[Stored records]
◇ ◇ ◇ ◇ ◇
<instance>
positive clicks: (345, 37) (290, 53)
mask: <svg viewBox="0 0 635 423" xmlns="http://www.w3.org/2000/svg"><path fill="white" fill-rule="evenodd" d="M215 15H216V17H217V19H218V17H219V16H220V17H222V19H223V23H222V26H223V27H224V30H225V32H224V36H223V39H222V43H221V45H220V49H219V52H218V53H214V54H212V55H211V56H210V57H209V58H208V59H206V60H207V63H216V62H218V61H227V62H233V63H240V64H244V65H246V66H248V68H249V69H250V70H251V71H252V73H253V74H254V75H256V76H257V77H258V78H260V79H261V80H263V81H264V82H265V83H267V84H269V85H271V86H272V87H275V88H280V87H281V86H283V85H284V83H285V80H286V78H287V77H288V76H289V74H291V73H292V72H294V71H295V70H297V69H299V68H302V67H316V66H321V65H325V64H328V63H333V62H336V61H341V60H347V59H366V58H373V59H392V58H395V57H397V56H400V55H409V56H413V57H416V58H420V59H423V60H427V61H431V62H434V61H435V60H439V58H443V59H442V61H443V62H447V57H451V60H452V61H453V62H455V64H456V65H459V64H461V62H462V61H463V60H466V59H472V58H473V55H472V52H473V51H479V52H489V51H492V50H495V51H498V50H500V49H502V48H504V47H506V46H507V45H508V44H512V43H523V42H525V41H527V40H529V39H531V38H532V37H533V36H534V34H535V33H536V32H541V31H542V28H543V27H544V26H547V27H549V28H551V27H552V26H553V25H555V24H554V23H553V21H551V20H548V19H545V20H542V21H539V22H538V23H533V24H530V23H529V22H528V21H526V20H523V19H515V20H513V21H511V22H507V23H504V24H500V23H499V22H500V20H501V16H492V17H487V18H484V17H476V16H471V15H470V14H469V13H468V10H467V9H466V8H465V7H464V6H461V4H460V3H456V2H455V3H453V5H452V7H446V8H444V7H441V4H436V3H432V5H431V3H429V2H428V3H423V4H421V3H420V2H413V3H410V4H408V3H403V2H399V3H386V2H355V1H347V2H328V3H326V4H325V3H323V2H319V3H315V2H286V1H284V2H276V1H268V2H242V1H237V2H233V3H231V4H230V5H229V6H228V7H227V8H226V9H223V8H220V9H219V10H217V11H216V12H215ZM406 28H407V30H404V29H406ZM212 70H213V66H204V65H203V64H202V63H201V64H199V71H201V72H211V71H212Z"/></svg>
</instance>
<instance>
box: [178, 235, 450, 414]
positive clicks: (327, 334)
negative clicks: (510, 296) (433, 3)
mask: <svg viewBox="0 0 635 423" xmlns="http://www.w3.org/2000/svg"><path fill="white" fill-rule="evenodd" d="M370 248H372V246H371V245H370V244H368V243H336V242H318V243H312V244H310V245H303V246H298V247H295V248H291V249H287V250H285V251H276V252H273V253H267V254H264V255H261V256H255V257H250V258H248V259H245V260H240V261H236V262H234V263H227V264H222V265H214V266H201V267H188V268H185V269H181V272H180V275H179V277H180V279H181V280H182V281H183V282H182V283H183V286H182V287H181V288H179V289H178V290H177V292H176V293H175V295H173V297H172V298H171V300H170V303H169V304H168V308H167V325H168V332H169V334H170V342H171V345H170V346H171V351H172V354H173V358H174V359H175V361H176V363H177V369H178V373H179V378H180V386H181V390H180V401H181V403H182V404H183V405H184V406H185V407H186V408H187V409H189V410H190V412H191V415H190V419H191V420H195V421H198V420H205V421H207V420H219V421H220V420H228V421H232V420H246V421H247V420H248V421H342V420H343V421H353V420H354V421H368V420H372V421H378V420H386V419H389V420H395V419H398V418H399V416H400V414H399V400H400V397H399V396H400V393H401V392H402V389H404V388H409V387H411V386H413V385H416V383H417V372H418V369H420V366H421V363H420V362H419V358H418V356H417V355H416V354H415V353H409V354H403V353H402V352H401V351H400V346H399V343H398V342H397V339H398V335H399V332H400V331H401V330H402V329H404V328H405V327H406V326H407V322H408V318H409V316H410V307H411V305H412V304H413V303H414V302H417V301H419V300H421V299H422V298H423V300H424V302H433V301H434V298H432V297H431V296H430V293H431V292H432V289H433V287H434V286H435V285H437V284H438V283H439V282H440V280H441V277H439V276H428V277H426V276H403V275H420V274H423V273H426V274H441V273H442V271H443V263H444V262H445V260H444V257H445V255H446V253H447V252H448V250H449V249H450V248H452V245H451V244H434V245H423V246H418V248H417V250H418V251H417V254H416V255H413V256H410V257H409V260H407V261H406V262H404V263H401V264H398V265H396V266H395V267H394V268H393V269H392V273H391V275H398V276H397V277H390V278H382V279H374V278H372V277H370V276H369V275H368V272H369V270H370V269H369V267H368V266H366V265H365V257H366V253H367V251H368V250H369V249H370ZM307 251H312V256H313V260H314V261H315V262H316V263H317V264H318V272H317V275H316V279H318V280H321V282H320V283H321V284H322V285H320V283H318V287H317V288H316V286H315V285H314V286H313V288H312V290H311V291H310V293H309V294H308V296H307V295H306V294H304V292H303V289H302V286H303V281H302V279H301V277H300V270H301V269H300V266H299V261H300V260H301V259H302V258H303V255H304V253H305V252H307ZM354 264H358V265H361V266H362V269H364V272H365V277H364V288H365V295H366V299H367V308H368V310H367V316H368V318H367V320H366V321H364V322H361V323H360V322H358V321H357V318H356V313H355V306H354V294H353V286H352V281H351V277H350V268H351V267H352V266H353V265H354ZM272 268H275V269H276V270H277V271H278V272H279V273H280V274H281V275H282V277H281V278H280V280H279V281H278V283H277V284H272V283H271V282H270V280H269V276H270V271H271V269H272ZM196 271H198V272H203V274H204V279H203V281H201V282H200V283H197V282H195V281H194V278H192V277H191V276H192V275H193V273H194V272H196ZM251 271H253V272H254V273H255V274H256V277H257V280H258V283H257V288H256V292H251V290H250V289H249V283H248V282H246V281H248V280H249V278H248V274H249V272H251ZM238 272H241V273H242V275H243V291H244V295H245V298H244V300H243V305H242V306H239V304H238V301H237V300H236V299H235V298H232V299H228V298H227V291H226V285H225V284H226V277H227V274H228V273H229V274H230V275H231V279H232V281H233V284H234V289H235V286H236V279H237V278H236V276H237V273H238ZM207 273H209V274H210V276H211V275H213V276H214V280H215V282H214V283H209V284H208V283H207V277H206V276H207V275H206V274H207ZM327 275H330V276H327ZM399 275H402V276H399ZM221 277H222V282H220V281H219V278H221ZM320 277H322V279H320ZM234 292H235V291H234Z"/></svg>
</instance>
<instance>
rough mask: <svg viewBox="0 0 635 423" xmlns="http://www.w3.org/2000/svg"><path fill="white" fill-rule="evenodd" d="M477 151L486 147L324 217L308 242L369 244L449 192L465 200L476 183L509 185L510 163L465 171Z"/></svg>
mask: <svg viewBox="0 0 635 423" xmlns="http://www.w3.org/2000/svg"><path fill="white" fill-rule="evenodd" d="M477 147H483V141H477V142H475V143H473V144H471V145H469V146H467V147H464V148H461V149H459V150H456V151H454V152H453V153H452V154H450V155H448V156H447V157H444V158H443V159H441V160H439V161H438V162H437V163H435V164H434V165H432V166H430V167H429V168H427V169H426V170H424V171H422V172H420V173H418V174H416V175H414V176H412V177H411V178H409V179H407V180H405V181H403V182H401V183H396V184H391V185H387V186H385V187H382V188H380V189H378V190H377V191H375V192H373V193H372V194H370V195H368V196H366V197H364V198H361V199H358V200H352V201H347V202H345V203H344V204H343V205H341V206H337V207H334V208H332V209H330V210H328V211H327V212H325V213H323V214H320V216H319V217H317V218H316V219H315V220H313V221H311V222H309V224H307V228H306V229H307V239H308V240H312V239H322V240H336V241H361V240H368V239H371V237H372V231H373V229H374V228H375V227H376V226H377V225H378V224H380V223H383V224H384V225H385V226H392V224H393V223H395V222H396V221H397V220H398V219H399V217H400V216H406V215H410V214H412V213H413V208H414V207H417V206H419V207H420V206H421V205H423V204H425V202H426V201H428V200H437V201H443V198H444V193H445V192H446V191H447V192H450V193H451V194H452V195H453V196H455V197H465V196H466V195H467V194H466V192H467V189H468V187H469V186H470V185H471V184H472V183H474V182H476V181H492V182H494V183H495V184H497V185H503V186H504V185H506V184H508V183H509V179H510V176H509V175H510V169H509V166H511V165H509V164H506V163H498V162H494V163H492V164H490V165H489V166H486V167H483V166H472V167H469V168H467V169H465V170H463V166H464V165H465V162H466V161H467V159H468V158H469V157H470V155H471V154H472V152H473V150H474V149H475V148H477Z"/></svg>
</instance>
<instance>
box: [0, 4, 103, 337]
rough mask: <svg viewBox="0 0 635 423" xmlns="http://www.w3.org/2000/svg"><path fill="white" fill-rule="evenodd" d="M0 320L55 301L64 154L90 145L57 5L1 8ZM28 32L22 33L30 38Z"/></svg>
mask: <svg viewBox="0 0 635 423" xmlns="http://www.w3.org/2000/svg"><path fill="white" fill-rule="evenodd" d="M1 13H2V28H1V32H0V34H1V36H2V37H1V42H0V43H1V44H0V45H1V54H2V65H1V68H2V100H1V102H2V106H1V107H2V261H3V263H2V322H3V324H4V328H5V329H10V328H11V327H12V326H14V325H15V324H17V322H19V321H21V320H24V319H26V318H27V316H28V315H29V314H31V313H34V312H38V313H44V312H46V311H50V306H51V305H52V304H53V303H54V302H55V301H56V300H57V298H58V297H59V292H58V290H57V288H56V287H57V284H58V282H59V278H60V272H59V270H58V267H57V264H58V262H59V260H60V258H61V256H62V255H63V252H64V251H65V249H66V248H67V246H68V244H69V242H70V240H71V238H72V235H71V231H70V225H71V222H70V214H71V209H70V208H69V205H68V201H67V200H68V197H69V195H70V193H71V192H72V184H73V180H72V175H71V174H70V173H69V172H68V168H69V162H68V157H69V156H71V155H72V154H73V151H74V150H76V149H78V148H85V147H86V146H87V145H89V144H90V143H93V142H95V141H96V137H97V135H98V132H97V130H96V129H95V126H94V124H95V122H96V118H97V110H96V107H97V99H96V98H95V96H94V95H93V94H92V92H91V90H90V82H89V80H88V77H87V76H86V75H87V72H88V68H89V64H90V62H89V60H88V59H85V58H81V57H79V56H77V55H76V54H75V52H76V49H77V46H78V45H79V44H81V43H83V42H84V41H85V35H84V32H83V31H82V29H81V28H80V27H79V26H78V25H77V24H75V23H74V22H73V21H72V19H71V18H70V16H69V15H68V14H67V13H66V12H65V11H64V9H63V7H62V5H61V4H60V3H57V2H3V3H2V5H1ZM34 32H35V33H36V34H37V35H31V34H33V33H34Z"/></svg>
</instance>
◇ ◇ ◇ ◇ ◇
Output the listing from its first line through the line containing "negative clicks: (510, 296) (433, 3)" as a Markdown table with the columns Row and Line, numbering each row and leaving out blank lines.

| Row | Line |
|---|---|
| 1 | <instance> |
| 2 | positive clicks: (345, 37) (290, 53) |
| 3 | mask: <svg viewBox="0 0 635 423" xmlns="http://www.w3.org/2000/svg"><path fill="white" fill-rule="evenodd" d="M215 15H216V17H217V19H218V17H219V16H220V17H222V19H223V23H222V26H223V27H224V30H225V32H224V36H223V39H222V43H221V45H220V49H219V52H218V53H214V54H212V55H211V56H210V57H209V58H208V59H206V60H207V63H216V62H218V61H227V62H233V63H240V64H244V65H246V66H248V68H249V69H250V70H251V71H252V73H253V74H254V75H256V76H257V77H258V78H260V79H261V80H263V81H264V82H265V83H267V84H269V85H271V86H272V87H275V88H280V87H281V86H283V85H284V83H285V80H286V78H287V77H288V76H289V74H291V73H292V72H294V71H295V70H297V69H299V68H302V67H316V66H321V65H325V64H328V63H333V62H336V61H341V60H347V59H366V58H373V59H392V58H395V57H397V56H400V55H409V56H413V57H416V58H420V59H423V60H427V61H431V62H434V61H435V60H439V58H443V59H442V61H443V62H447V57H451V60H452V61H453V62H455V64H456V65H459V64H461V62H462V61H463V60H466V59H472V58H473V55H472V52H473V51H479V52H489V51H492V50H495V51H498V50H500V49H502V48H504V47H506V46H507V45H508V44H512V43H523V42H525V41H527V40H529V39H531V38H532V37H533V36H534V34H535V33H536V32H541V31H542V28H543V27H544V26H547V27H549V28H551V27H552V26H553V25H555V24H554V23H553V21H551V20H548V19H545V20H542V21H539V22H538V23H533V24H530V23H529V22H528V21H526V20H523V19H515V20H513V21H511V22H507V23H504V24H500V23H499V22H500V20H501V16H492V17H487V18H484V17H476V16H471V15H470V14H469V13H468V10H467V9H466V8H465V7H464V6H461V4H460V3H456V2H455V3H453V5H452V7H446V8H444V7H441V4H436V3H432V5H431V3H429V2H428V3H423V4H421V3H420V2H413V3H410V4H408V3H403V2H399V3H386V2H355V1H347V2H328V3H326V4H325V3H323V2H319V3H315V2H286V1H284V2H276V1H268V2H242V1H237V2H233V3H231V4H230V5H229V6H228V7H227V8H226V9H223V8H220V9H219V10H217V11H216V12H215ZM406 28H407V30H404V29H406ZM212 70H213V66H204V65H203V64H202V63H201V64H199V71H201V72H211V71H212Z"/></svg> |
| 4 | </instance> |
| 5 | <instance> |
| 6 | box: [178, 235, 450, 414] |
| 7 | positive clicks: (327, 334) |
| 8 | negative clicks: (510, 296) (433, 3) |